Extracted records
------------------------------------------------
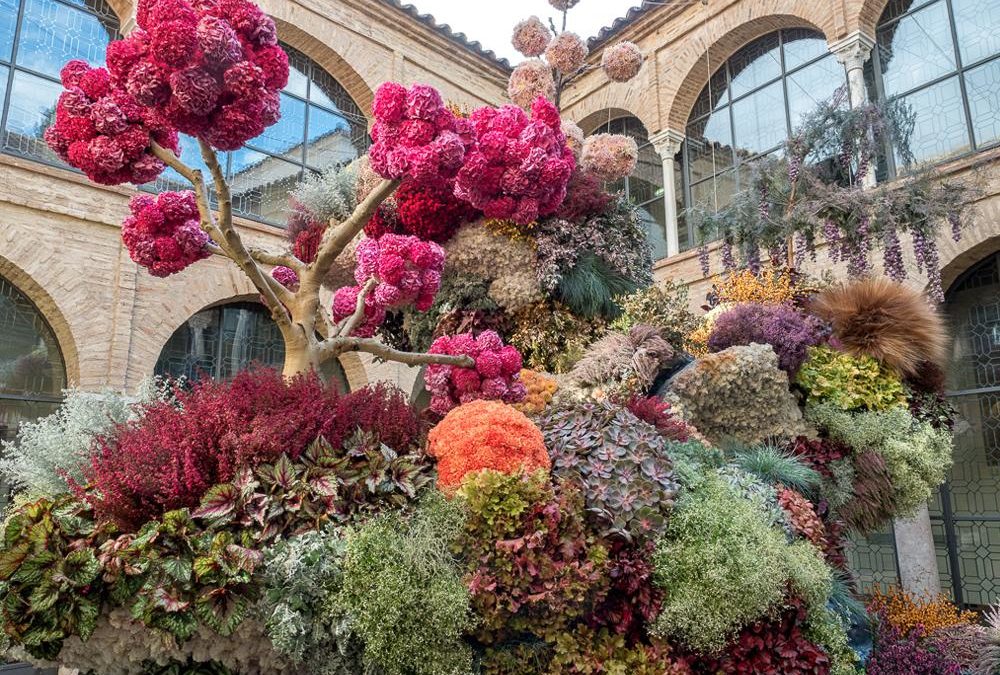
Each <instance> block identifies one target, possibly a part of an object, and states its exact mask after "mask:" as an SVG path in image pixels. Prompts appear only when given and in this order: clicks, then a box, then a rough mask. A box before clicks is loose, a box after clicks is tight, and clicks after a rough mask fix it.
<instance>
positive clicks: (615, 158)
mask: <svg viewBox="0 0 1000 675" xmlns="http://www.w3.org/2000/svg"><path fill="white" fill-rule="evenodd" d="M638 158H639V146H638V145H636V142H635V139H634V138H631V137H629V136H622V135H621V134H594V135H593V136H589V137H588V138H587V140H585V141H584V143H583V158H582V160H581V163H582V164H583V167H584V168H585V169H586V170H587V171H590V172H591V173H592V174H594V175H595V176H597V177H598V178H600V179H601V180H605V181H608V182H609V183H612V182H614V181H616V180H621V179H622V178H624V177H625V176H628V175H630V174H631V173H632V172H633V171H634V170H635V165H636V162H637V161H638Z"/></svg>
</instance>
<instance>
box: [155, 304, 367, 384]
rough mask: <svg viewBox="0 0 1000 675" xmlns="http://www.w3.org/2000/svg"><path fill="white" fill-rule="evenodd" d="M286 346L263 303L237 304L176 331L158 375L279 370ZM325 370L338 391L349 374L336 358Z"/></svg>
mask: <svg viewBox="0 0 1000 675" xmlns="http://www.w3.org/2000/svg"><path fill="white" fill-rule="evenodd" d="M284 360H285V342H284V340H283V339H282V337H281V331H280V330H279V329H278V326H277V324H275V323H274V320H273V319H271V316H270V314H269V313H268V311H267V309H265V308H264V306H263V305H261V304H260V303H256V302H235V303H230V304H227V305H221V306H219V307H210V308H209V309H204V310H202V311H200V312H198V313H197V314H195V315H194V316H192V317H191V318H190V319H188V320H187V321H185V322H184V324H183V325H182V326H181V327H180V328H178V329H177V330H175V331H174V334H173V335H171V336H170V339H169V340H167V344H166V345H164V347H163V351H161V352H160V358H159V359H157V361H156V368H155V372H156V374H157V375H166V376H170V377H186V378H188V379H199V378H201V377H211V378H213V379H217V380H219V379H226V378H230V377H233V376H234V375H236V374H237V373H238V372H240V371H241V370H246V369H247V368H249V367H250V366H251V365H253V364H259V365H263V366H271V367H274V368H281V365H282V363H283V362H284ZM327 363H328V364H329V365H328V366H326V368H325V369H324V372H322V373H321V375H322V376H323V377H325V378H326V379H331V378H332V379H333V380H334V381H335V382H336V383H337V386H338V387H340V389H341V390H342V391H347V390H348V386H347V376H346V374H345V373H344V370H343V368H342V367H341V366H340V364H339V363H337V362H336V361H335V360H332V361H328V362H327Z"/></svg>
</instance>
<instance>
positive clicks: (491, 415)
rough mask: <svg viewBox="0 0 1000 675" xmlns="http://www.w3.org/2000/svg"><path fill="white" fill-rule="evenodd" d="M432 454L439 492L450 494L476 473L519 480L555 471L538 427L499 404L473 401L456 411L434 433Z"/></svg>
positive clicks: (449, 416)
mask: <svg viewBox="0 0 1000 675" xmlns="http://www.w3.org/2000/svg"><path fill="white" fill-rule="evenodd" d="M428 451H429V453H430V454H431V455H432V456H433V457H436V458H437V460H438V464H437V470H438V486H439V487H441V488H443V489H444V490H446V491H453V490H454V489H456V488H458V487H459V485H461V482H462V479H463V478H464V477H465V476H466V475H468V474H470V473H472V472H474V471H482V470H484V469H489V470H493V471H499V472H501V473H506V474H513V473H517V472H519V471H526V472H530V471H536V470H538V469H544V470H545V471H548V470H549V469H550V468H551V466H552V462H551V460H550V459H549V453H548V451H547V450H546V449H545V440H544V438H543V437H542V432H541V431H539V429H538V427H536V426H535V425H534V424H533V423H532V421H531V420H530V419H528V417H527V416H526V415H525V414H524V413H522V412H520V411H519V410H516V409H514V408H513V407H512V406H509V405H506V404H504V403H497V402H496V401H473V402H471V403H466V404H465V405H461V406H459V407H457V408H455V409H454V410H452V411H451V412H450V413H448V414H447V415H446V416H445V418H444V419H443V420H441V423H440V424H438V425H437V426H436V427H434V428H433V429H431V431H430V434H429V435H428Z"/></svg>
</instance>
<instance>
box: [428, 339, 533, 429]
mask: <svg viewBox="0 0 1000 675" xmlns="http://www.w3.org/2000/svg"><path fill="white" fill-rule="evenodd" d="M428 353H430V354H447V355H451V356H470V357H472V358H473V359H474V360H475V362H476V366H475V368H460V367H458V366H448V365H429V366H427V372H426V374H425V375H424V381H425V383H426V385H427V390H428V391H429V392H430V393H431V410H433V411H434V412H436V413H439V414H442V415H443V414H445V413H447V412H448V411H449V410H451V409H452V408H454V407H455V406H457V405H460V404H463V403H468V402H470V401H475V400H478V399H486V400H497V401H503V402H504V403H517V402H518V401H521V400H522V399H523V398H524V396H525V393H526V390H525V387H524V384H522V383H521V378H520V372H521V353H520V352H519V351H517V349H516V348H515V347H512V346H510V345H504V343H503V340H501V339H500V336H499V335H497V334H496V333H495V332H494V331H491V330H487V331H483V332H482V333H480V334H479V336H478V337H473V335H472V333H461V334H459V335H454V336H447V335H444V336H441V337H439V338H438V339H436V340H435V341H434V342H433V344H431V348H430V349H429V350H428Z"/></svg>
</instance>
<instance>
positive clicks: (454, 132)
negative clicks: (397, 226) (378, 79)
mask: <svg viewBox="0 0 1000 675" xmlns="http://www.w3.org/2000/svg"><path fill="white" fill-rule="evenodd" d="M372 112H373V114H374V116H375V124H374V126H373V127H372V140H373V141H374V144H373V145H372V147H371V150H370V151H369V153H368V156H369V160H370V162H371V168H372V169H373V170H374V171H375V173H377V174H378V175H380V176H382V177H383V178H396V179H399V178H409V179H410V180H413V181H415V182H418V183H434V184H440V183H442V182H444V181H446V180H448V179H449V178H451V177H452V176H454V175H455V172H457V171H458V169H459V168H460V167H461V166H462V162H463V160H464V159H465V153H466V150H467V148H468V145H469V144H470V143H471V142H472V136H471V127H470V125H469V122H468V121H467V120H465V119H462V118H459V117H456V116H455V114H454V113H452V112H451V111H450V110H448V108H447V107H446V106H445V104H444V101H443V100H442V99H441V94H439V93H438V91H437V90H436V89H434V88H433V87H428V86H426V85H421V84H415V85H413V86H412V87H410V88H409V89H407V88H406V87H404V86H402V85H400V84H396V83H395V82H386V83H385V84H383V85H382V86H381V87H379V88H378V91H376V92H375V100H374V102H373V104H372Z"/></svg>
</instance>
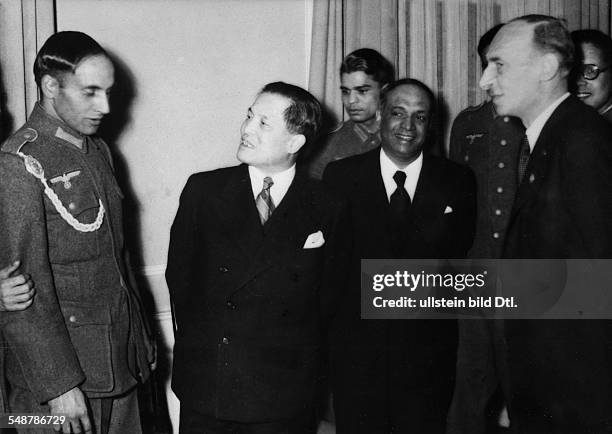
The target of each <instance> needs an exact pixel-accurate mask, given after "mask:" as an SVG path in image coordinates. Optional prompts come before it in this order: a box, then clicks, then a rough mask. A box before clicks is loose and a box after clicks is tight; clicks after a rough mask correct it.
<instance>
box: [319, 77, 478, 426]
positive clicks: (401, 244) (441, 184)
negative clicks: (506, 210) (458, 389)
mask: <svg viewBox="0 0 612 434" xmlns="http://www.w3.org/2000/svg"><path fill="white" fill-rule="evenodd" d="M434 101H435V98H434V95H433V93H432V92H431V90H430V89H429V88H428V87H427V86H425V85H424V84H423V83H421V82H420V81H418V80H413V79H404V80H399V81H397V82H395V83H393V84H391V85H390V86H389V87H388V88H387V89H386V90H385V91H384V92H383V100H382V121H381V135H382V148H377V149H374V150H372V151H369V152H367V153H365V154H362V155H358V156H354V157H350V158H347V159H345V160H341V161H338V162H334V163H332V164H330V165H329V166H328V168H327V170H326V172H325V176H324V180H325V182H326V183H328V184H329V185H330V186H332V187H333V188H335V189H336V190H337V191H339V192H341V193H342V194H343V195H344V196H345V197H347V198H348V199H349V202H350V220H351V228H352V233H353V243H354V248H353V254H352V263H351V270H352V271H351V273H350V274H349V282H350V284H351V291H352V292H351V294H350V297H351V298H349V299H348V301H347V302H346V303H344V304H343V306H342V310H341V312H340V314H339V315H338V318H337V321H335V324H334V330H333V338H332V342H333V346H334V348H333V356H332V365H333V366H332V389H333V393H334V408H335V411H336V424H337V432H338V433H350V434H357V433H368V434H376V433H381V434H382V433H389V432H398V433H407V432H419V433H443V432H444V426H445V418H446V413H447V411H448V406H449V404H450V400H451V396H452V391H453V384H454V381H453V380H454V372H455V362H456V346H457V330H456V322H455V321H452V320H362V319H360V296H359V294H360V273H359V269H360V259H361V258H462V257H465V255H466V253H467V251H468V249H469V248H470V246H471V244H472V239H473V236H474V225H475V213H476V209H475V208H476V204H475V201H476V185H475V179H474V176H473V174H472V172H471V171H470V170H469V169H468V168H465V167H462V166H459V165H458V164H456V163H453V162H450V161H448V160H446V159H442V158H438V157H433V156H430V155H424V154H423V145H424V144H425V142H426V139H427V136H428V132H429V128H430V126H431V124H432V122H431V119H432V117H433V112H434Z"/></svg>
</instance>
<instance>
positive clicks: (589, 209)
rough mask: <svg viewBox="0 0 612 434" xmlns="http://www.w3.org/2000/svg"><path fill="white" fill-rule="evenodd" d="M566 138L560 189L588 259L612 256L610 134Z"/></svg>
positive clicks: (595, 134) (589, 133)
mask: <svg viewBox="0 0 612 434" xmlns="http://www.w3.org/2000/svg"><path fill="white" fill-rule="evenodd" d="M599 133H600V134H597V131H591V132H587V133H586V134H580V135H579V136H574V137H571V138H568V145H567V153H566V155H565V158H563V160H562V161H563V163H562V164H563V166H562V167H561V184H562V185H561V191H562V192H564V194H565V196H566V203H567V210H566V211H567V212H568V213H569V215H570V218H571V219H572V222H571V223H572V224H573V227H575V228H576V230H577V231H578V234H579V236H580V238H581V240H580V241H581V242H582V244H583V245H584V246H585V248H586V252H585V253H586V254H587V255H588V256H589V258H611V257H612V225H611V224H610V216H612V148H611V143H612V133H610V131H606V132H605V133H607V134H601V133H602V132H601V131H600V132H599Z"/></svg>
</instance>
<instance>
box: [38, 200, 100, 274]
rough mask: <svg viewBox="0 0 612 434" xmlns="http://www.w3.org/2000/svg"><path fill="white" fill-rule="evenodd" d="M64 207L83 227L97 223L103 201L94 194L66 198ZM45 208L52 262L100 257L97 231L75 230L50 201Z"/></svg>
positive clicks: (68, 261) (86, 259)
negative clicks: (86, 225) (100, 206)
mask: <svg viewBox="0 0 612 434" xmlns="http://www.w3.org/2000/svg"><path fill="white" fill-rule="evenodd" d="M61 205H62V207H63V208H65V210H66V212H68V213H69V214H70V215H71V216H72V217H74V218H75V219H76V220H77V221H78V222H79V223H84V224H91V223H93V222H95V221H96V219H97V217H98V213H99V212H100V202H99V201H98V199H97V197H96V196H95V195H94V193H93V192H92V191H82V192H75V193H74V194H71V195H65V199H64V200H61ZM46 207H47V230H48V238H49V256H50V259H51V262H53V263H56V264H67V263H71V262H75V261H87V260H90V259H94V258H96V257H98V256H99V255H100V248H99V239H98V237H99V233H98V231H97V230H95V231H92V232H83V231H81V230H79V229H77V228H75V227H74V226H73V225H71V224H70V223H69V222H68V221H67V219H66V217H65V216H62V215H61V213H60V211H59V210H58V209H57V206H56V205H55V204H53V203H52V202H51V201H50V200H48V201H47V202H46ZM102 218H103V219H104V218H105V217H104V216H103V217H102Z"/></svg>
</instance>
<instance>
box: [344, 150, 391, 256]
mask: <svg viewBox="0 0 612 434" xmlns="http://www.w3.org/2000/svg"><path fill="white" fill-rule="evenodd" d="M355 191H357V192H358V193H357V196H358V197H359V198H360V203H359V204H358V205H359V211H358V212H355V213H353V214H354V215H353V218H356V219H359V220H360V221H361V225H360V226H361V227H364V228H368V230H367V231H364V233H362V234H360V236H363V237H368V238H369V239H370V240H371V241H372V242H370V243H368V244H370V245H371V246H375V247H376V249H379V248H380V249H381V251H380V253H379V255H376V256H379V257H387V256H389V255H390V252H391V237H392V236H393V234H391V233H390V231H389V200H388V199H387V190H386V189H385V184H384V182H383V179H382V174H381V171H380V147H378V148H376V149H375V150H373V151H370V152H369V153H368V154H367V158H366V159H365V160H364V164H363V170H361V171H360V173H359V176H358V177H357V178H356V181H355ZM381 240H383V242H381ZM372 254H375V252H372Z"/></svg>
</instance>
------------------------------------------------
- **PROBLEM STATEMENT**: Please write out exactly, and only, the lines from the beginning of the entries through the line containing "box: [155, 304, 367, 384]", including both and skipping all pictures.

- **RESPONSE BOX**:
Each <instance> block identifies one target, possibly a part of an object, and states its exact mask after "mask:" as an SVG path in image pixels. Prompts appear only when given and in this order: clicks, then a box, then a rough mask. A box before clicks is loose, a box after clicks is tight, and clicks after a rough mask fix it.
<instance>
positive clicks: (615, 158)
mask: <svg viewBox="0 0 1000 675" xmlns="http://www.w3.org/2000/svg"><path fill="white" fill-rule="evenodd" d="M638 158H639V146H638V145H636V142H635V139H634V138H631V137H629V136H622V135H621V134H594V135H593V136H589V137H588V138H587V140H585V141H584V143H583V158H582V160H581V163H582V164H583V167H584V168H585V169H586V170H587V171H590V172H591V173H592V174H594V175H595V176H597V177H598V178H600V179H601V180H605V181H608V182H609V183H612V182H614V181H616V180H621V179H622V178H624V177H625V176H628V175H630V174H631V173H632V172H633V171H634V170H635V165H636V162H637V161H638Z"/></svg>
</instance>
<instance>
box: [155, 304, 367, 384]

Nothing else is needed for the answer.